Problem to solve> Return the lines of the data below word for word, starting at the line that contains "of the cypress" and ending at the line that contains "(1126, 204)", with both of those lines included.

****

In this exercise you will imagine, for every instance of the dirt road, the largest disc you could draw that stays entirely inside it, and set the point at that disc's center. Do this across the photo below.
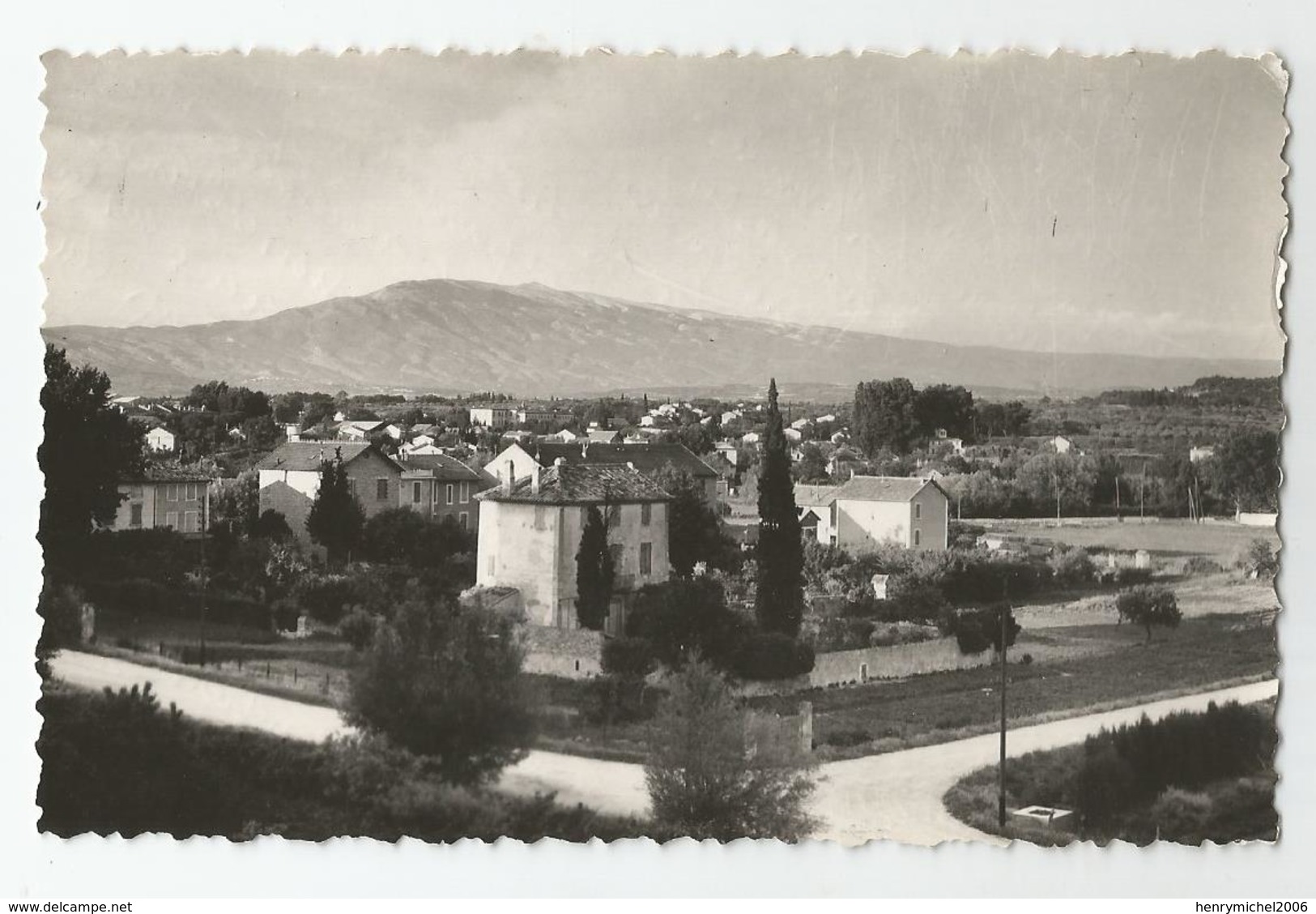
(895, 796)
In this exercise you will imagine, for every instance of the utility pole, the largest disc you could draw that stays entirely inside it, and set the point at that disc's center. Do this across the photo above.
(1000, 768)
(206, 505)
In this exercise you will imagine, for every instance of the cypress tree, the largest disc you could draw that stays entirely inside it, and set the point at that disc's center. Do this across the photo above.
(594, 572)
(779, 600)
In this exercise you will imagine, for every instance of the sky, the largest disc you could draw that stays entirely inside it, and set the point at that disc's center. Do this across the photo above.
(1126, 204)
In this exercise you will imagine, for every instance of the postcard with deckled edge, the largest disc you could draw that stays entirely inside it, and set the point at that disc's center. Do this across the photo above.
(838, 448)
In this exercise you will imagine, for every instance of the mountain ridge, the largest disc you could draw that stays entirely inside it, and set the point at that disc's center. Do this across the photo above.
(456, 336)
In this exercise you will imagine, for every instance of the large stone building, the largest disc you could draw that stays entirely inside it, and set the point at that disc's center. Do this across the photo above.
(164, 495)
(867, 511)
(516, 461)
(442, 488)
(530, 535)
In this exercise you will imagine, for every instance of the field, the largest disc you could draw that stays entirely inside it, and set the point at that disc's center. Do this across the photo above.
(1221, 541)
(1074, 671)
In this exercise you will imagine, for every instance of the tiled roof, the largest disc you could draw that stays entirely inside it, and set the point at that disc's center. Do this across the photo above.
(880, 489)
(583, 484)
(309, 455)
(170, 473)
(441, 465)
(648, 457)
(814, 497)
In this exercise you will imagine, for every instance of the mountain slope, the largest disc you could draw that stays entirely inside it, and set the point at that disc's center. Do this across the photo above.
(449, 336)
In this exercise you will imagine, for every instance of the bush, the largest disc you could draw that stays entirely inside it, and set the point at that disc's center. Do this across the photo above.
(1149, 606)
(326, 597)
(358, 629)
(890, 634)
(1259, 560)
(684, 618)
(772, 656)
(628, 656)
(1071, 566)
(978, 630)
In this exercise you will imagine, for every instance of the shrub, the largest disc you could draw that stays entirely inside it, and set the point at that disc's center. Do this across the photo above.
(686, 617)
(772, 656)
(1149, 606)
(978, 630)
(628, 656)
(326, 597)
(1259, 560)
(1202, 566)
(890, 634)
(358, 629)
(1071, 566)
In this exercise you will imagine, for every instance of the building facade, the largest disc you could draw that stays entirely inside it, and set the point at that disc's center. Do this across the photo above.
(530, 535)
(164, 497)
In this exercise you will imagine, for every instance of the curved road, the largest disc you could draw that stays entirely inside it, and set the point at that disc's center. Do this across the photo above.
(894, 796)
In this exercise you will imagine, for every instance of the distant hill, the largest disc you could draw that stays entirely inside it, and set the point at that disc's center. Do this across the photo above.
(453, 336)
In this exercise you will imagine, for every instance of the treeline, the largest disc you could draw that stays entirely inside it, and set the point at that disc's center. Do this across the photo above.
(1207, 393)
(896, 416)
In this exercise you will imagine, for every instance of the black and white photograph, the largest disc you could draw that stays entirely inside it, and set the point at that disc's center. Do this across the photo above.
(817, 448)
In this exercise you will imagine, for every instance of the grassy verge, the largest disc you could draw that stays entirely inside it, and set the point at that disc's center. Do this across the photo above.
(309, 693)
(1220, 810)
(1122, 671)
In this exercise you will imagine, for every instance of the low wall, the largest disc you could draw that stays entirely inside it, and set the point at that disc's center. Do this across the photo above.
(867, 664)
(572, 653)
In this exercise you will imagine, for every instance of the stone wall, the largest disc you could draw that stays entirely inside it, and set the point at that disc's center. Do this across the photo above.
(867, 664)
(573, 653)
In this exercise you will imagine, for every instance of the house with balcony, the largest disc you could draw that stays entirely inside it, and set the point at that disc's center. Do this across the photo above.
(530, 534)
(869, 511)
(441, 488)
(164, 495)
(290, 480)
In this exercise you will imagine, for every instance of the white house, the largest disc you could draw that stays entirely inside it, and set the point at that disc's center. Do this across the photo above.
(160, 439)
(815, 507)
(530, 534)
(867, 511)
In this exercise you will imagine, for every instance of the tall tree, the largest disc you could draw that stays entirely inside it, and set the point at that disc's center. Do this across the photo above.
(694, 532)
(884, 415)
(87, 448)
(779, 600)
(444, 681)
(709, 775)
(594, 572)
(336, 518)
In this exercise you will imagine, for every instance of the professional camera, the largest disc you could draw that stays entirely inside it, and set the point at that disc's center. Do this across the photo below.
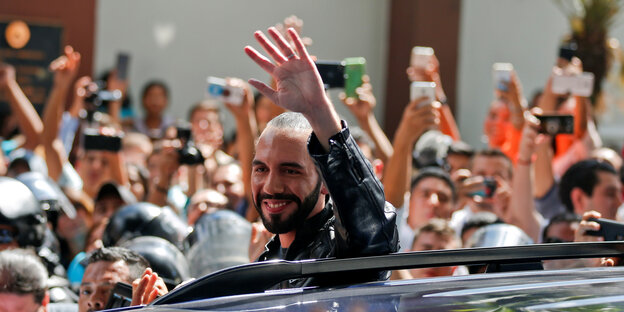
(189, 154)
(97, 93)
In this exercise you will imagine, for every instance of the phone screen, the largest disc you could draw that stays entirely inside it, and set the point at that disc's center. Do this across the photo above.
(332, 73)
(122, 65)
(355, 68)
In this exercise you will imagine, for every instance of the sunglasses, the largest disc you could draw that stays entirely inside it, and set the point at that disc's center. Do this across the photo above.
(6, 236)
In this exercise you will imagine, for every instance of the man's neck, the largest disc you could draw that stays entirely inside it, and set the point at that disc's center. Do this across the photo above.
(286, 239)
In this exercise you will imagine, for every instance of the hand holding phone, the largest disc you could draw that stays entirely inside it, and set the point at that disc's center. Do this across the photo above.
(609, 229)
(102, 140)
(556, 124)
(122, 66)
(354, 69)
(121, 296)
(419, 89)
(501, 73)
(332, 73)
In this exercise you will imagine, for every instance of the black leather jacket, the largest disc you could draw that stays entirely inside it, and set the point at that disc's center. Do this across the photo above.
(356, 222)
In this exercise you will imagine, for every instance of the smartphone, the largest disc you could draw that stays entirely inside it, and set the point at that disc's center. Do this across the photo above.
(567, 51)
(609, 229)
(332, 73)
(556, 124)
(501, 73)
(581, 85)
(122, 65)
(355, 68)
(218, 89)
(421, 56)
(121, 296)
(94, 140)
(488, 190)
(420, 89)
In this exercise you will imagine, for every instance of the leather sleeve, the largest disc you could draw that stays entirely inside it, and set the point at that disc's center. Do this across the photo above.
(365, 224)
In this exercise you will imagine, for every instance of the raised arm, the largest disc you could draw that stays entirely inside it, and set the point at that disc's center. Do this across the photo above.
(364, 224)
(245, 135)
(516, 100)
(27, 117)
(299, 87)
(522, 210)
(65, 69)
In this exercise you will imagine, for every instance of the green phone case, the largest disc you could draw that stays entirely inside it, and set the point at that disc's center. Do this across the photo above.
(355, 68)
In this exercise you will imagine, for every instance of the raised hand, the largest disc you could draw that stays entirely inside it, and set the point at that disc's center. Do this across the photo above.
(299, 86)
(7, 75)
(147, 288)
(65, 67)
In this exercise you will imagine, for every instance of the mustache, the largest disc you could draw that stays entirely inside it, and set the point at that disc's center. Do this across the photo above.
(278, 196)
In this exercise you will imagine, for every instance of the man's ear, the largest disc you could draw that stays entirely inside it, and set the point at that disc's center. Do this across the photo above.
(579, 200)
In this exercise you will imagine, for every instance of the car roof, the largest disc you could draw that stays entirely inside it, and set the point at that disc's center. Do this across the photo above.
(248, 287)
(557, 290)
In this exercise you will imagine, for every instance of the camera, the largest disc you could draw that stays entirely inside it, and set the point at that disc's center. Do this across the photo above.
(217, 88)
(332, 73)
(188, 153)
(97, 94)
(610, 230)
(556, 124)
(95, 140)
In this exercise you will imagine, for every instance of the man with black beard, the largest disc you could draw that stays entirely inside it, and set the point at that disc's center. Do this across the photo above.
(311, 184)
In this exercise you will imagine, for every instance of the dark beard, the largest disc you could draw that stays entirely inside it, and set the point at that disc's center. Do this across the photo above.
(274, 224)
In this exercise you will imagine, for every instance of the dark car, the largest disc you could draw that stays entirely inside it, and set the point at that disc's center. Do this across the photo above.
(513, 282)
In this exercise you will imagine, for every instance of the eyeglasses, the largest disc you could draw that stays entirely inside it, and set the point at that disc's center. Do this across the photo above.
(553, 240)
(6, 236)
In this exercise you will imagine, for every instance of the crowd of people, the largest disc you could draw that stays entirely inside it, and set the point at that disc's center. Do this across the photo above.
(90, 198)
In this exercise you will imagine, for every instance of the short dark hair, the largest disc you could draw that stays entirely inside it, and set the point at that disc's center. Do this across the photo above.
(438, 226)
(434, 172)
(460, 148)
(22, 273)
(583, 175)
(135, 262)
(494, 152)
(566, 217)
(479, 220)
(152, 84)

****

Answer to this exercise>
In this exercise you will imagine, for every instance of the cypress tree, the largest disc you could draw that stays entirely inside it, and set the point at that disc's center. Do this across the photo above.
(594, 572)
(779, 600)
In this exercise you will imagine, for every instance of the sky, the largest disc you could draw that stays entirely inside it, and set the point at that disc's center. Do this across the photo above.
(1126, 204)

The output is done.